[THE RECORDS Boundary: Start]

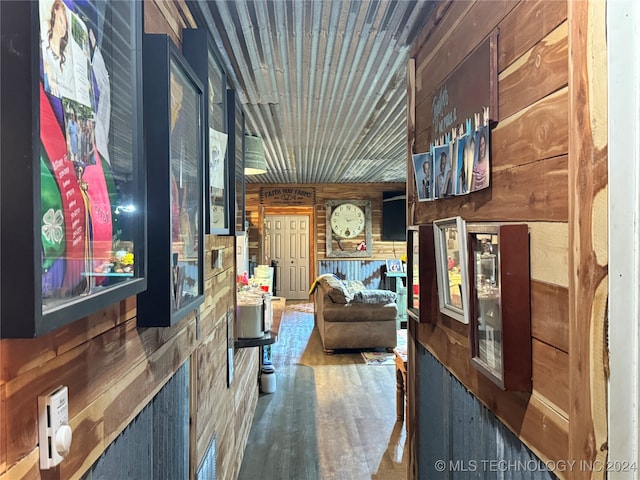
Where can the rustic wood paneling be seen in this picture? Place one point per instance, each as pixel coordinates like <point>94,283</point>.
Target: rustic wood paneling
<point>522,413</point>
<point>469,23</point>
<point>550,314</point>
<point>525,24</point>
<point>3,425</point>
<point>528,193</point>
<point>529,183</point>
<point>536,74</point>
<point>113,369</point>
<point>538,132</point>
<point>588,275</point>
<point>551,375</point>
<point>358,191</point>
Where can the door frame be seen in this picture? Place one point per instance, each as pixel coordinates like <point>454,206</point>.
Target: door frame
<point>290,211</point>
<point>623,57</point>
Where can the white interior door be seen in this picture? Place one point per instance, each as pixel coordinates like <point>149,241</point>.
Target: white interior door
<point>289,246</point>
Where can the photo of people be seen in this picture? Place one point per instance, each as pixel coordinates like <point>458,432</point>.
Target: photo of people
<point>442,164</point>
<point>64,40</point>
<point>217,152</point>
<point>80,194</point>
<point>461,186</point>
<point>480,173</point>
<point>423,172</point>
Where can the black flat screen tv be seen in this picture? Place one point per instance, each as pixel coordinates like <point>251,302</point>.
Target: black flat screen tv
<point>394,223</point>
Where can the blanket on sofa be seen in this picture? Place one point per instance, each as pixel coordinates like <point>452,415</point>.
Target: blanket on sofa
<point>351,291</point>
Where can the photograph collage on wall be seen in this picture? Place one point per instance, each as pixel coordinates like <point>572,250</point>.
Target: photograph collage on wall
<point>86,190</point>
<point>457,167</point>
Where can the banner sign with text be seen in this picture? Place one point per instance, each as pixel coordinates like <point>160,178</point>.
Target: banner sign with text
<point>288,196</point>
<point>470,87</point>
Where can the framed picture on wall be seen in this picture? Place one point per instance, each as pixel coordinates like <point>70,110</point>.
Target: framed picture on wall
<point>500,304</point>
<point>198,50</point>
<point>451,263</point>
<point>174,108</point>
<point>235,154</point>
<point>421,273</point>
<point>394,265</point>
<point>73,206</point>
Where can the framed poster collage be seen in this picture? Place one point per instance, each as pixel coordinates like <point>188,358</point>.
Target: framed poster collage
<point>76,202</point>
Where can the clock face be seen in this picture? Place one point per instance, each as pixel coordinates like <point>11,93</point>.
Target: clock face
<point>347,220</point>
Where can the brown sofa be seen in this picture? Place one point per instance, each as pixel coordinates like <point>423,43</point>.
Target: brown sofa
<point>350,316</point>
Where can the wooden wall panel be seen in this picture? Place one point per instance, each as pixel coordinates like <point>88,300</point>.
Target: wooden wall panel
<point>588,269</point>
<point>357,191</point>
<point>550,314</point>
<point>113,369</point>
<point>551,375</point>
<point>536,74</point>
<point>549,252</point>
<point>529,183</point>
<point>525,25</point>
<point>523,413</point>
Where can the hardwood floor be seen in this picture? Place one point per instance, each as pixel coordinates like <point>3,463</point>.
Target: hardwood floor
<point>331,417</point>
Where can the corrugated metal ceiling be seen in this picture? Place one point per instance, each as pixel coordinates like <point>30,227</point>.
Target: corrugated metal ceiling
<point>323,82</point>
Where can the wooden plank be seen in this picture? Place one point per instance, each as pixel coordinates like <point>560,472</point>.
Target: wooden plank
<point>27,468</point>
<point>549,245</point>
<point>528,193</point>
<point>588,284</point>
<point>537,132</point>
<point>551,375</point>
<point>19,356</point>
<point>536,74</point>
<point>3,427</point>
<point>525,25</point>
<point>550,314</point>
<point>88,370</point>
<point>97,423</point>
<point>469,24</point>
<point>522,413</point>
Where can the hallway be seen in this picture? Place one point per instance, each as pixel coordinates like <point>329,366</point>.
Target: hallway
<point>331,417</point>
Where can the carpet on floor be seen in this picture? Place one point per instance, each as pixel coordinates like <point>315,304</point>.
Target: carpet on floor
<point>372,357</point>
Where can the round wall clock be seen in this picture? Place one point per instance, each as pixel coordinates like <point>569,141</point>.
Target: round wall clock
<point>348,228</point>
<point>347,220</point>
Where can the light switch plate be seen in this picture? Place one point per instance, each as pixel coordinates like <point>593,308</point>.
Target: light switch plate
<point>53,427</point>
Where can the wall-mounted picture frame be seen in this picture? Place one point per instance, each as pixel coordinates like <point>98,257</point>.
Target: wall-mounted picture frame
<point>450,242</point>
<point>423,175</point>
<point>73,207</point>
<point>394,265</point>
<point>175,108</point>
<point>198,49</point>
<point>500,309</point>
<point>422,295</point>
<point>235,152</point>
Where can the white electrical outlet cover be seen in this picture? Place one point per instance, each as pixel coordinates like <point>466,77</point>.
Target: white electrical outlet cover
<point>53,427</point>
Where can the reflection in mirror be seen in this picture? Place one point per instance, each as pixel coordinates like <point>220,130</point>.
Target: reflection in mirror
<point>454,293</point>
<point>415,261</point>
<point>488,298</point>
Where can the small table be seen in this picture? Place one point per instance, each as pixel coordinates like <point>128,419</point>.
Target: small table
<point>401,385</point>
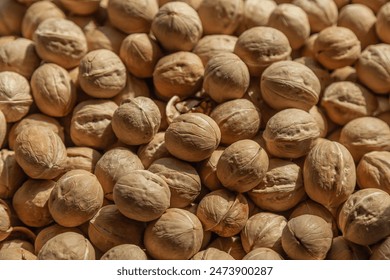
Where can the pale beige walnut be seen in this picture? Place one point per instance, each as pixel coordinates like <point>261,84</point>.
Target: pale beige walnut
<point>364,217</point>
<point>329,174</point>
<point>82,158</point>
<point>177,27</point>
<point>176,235</point>
<point>210,45</point>
<point>154,150</point>
<point>40,152</point>
<point>84,7</point>
<point>208,171</point>
<point>15,96</point>
<point>261,46</point>
<point>132,16</point>
<point>140,53</point>
<point>36,13</point>
<point>343,249</point>
<point>310,207</point>
<point>19,56</point>
<point>109,228</point>
<point>136,121</point>
<point>337,47</point>
<point>220,16</point>
<point>361,20</point>
<point>141,195</point>
<point>291,133</point>
<point>226,77</point>
<point>11,174</point>
<point>321,13</point>
<point>179,73</point>
<point>231,245</point>
<point>53,90</point>
<point>289,84</point>
<point>281,188</point>
<point>11,16</point>
<point>75,198</point>
<point>60,41</point>
<point>256,13</point>
<point>344,101</point>
<point>307,237</point>
<point>263,230</point>
<point>263,254</point>
<point>67,246</point>
<point>114,164</point>
<point>223,212</point>
<point>192,137</point>
<point>373,68</point>
<point>34,120</point>
<point>373,171</point>
<point>134,87</point>
<point>125,252</point>
<point>293,22</point>
<point>242,165</point>
<point>30,202</point>
<point>91,123</point>
<point>365,134</point>
<point>182,179</point>
<point>102,74</point>
<point>5,220</point>
<point>212,254</point>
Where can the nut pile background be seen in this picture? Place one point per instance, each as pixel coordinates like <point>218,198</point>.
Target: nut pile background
<point>196,129</point>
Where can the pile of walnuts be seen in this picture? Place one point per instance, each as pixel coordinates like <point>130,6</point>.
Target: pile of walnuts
<point>194,129</point>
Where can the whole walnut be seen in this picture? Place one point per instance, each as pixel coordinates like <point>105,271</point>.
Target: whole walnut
<point>242,165</point>
<point>15,96</point>
<point>60,41</point>
<point>210,45</point>
<point>281,188</point>
<point>11,174</point>
<point>114,164</point>
<point>132,16</point>
<point>261,46</point>
<point>176,235</point>
<point>141,195</point>
<point>177,26</point>
<point>192,137</point>
<point>182,179</point>
<point>307,237</point>
<point>289,84</point>
<point>293,22</point>
<point>373,68</point>
<point>179,73</point>
<point>337,47</point>
<point>125,252</point>
<point>329,174</point>
<point>75,198</point>
<point>53,90</point>
<point>291,133</point>
<point>220,16</point>
<point>226,77</point>
<point>344,101</point>
<point>223,212</point>
<point>263,230</point>
<point>40,152</point>
<point>67,246</point>
<point>136,121</point>
<point>363,218</point>
<point>30,202</point>
<point>365,134</point>
<point>102,74</point>
<point>109,228</point>
<point>373,171</point>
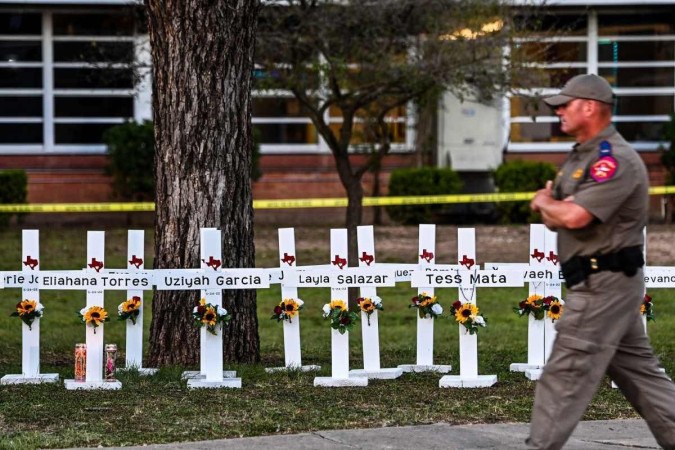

[THE RECORDS Boundary: End]

_PROBLEM DETAILS_:
Restate the records above verbatim. Pictures stay out.

_EXERCISE RESULT_:
Where can the rustic wood paneling be seen in this picture? Place one point per instance, each as pixel coordinates like <point>94,283</point>.
Target: rustic wood paneling
<point>522,413</point>
<point>469,23</point>
<point>550,314</point>
<point>525,24</point>
<point>3,425</point>
<point>528,193</point>
<point>529,183</point>
<point>536,74</point>
<point>113,369</point>
<point>538,132</point>
<point>588,275</point>
<point>551,375</point>
<point>358,191</point>
Where can the door frame be seen in this picture? Place one point per instance, each as pixel coordinates like <point>454,206</point>.
Target: door frame
<point>290,211</point>
<point>623,57</point>
Where can the white interior door be seen in this picture? Place one point per instance, each as pixel coordinates like <point>149,241</point>.
Target: white interior door
<point>289,246</point>
Where can the photo of people be seen in this picture? Place one point per instance, each as pixel coordinates like <point>458,432</point>.
Target: photo of people
<point>442,164</point>
<point>64,40</point>
<point>217,152</point>
<point>80,194</point>
<point>461,186</point>
<point>480,173</point>
<point>423,172</point>
Where can the black flat screen tv be seen in this picture? Place one point per instance, each as pixel coordinates like <point>251,302</point>.
Target: black flat screen tv
<point>394,223</point>
Where can the blanket on sofa be seen in this picture? Place one point per instance, each as pixel coordinates like <point>452,415</point>.
Target: blanket on sofa
<point>351,291</point>
Where can the photograph collage on wall be seen in this picture? Place one point per instance, each as pixel coordinates like <point>572,250</point>.
Target: photograph collage on wall
<point>86,190</point>
<point>457,167</point>
Where can the banner sign with text be seen in this picture? Place one point per instance, each as pixel coordinates like <point>160,178</point>.
Target: banner sign with text
<point>288,196</point>
<point>470,87</point>
Where can the framed picture on wall be seen in this picture? Place one point per instance, each as pixel coordinates like <point>70,110</point>.
Target: framed picture on wall
<point>500,304</point>
<point>198,50</point>
<point>451,263</point>
<point>174,108</point>
<point>235,154</point>
<point>421,273</point>
<point>394,265</point>
<point>73,206</point>
Where can the framed poster collage be seen in this picture? Place one point per instance, each as pixel coordinates like <point>188,358</point>.
Target: framed poster collage
<point>76,202</point>
Where can the clock face be seen in this picture? Place one point per instance, each as pixel coordinates like <point>11,93</point>.
Target: clock face
<point>347,220</point>
Where can the brown sofa be seen in this picture? Place one point per instance, each as pixel coordinates like <point>423,43</point>.
Target: brown sofa
<point>350,316</point>
Where can the wooden wall panel be seen in this picture? Place one point per instance, each as pixel coordinates like <point>88,300</point>.
Target: wooden wall panel
<point>588,269</point>
<point>357,191</point>
<point>550,314</point>
<point>113,369</point>
<point>551,375</point>
<point>536,74</point>
<point>549,252</point>
<point>529,183</point>
<point>525,25</point>
<point>523,413</point>
Where can the hardwood floor be seen in this picture? Place one point per instance, each as pixel coordinates like <point>3,463</point>.
Target: hardwood floor
<point>331,417</point>
Where can the corrugated metal ceiling be seen in this picture? Place one point per instance, each as pixel coordinates like <point>30,227</point>.
Target: corrugated metal ceiling
<point>323,82</point>
Where can the wooden plank be seen in this picture? Place one point per instance, each as pixel coordinates like <point>560,472</point>.
Target: wooden plank
<point>27,468</point>
<point>549,245</point>
<point>528,193</point>
<point>588,284</point>
<point>537,132</point>
<point>551,375</point>
<point>19,356</point>
<point>536,74</point>
<point>3,427</point>
<point>525,25</point>
<point>550,314</point>
<point>88,370</point>
<point>97,423</point>
<point>469,24</point>
<point>522,413</point>
Where can the hallway be seen in this picture? Place one point per instance, each as pixel coordinates like <point>329,366</point>.
Target: hallway
<point>331,417</point>
Where can the carpet on floor be seen in this picture? Place one point per instance, each as pixel coordinates like <point>315,304</point>.
Target: carpet on floor
<point>372,357</point>
Where can the round wall clock be seen in this picture? Place one point per instance, each as pixel coordinates like <point>569,141</point>.
Target: round wall clock
<point>348,228</point>
<point>347,220</point>
Where can the light switch plate be seen in this picture? Place one point per instance, each as pixel coordinates like <point>593,308</point>.
Target: light switch plate
<point>53,427</point>
Where can the wall-mounted picture frame be seen in this picture? Place one point per instance, each as pixel coordinates like <point>98,257</point>.
Target: wall-mounted picture frame
<point>450,242</point>
<point>423,175</point>
<point>73,207</point>
<point>394,265</point>
<point>175,108</point>
<point>198,49</point>
<point>500,309</point>
<point>422,295</point>
<point>235,152</point>
Where can the white electrical outlet cover be seen in this picture? Place one point per instance, each as pixel coordinates like <point>466,77</point>.
Target: white electrical outlet cover
<point>53,427</point>
Where can the reflection in mirror be seen in this picture? Place one point per instance, each as pixel coordinates like <point>220,130</point>.
Target: reflection in mirror
<point>454,293</point>
<point>415,261</point>
<point>488,298</point>
Where can the small table be seen in this picture? Place one point per instance, each as pixel coordinates like <point>128,419</point>.
Target: small table
<point>401,385</point>
Where can the pale beige walnut be seen in this picture? Place one point per instance, each as pixel coordinates like <point>261,84</point>.
Target: pale beige walnut
<point>364,217</point>
<point>329,174</point>
<point>82,158</point>
<point>177,27</point>
<point>176,235</point>
<point>210,45</point>
<point>154,150</point>
<point>40,152</point>
<point>84,7</point>
<point>208,171</point>
<point>15,96</point>
<point>261,46</point>
<point>132,16</point>
<point>140,53</point>
<point>36,13</point>
<point>343,249</point>
<point>310,207</point>
<point>19,56</point>
<point>109,228</point>
<point>136,121</point>
<point>337,47</point>
<point>220,16</point>
<point>361,20</point>
<point>141,195</point>
<point>291,133</point>
<point>226,77</point>
<point>11,174</point>
<point>321,13</point>
<point>179,73</point>
<point>231,245</point>
<point>53,90</point>
<point>289,84</point>
<point>281,188</point>
<point>11,16</point>
<point>75,198</point>
<point>60,41</point>
<point>256,13</point>
<point>344,101</point>
<point>307,237</point>
<point>263,230</point>
<point>263,254</point>
<point>67,246</point>
<point>114,164</point>
<point>223,212</point>
<point>192,137</point>
<point>373,68</point>
<point>34,120</point>
<point>373,171</point>
<point>134,87</point>
<point>125,252</point>
<point>293,22</point>
<point>242,165</point>
<point>30,202</point>
<point>91,123</point>
<point>365,134</point>
<point>182,179</point>
<point>102,74</point>
<point>5,220</point>
<point>212,254</point>
Where can the nut pile background be seen in this picture? Place one point per instance, each as pixel coordinates like <point>218,198</point>.
Target: nut pile background
<point>196,129</point>
Where can the pile of walnuts be seen in this picture? Place one point per instance, each as pixel coordinates like <point>130,6</point>.
Target: pile of walnuts
<point>194,129</point>
Where can the whole walnut be seen in this picture? Place one point per instance, each as pixel coordinates like <point>105,271</point>.
Target: whole walnut
<point>242,165</point>
<point>15,96</point>
<point>60,41</point>
<point>210,45</point>
<point>281,188</point>
<point>11,174</point>
<point>114,164</point>
<point>132,16</point>
<point>261,46</point>
<point>176,235</point>
<point>141,195</point>
<point>177,26</point>
<point>192,137</point>
<point>182,179</point>
<point>307,237</point>
<point>289,84</point>
<point>293,22</point>
<point>373,68</point>
<point>179,73</point>
<point>337,47</point>
<point>125,252</point>
<point>329,174</point>
<point>75,198</point>
<point>53,90</point>
<point>291,133</point>
<point>220,16</point>
<point>226,77</point>
<point>344,101</point>
<point>223,212</point>
<point>263,230</point>
<point>40,152</point>
<point>67,246</point>
<point>136,121</point>
<point>363,218</point>
<point>30,202</point>
<point>365,134</point>
<point>102,74</point>
<point>109,228</point>
<point>373,171</point>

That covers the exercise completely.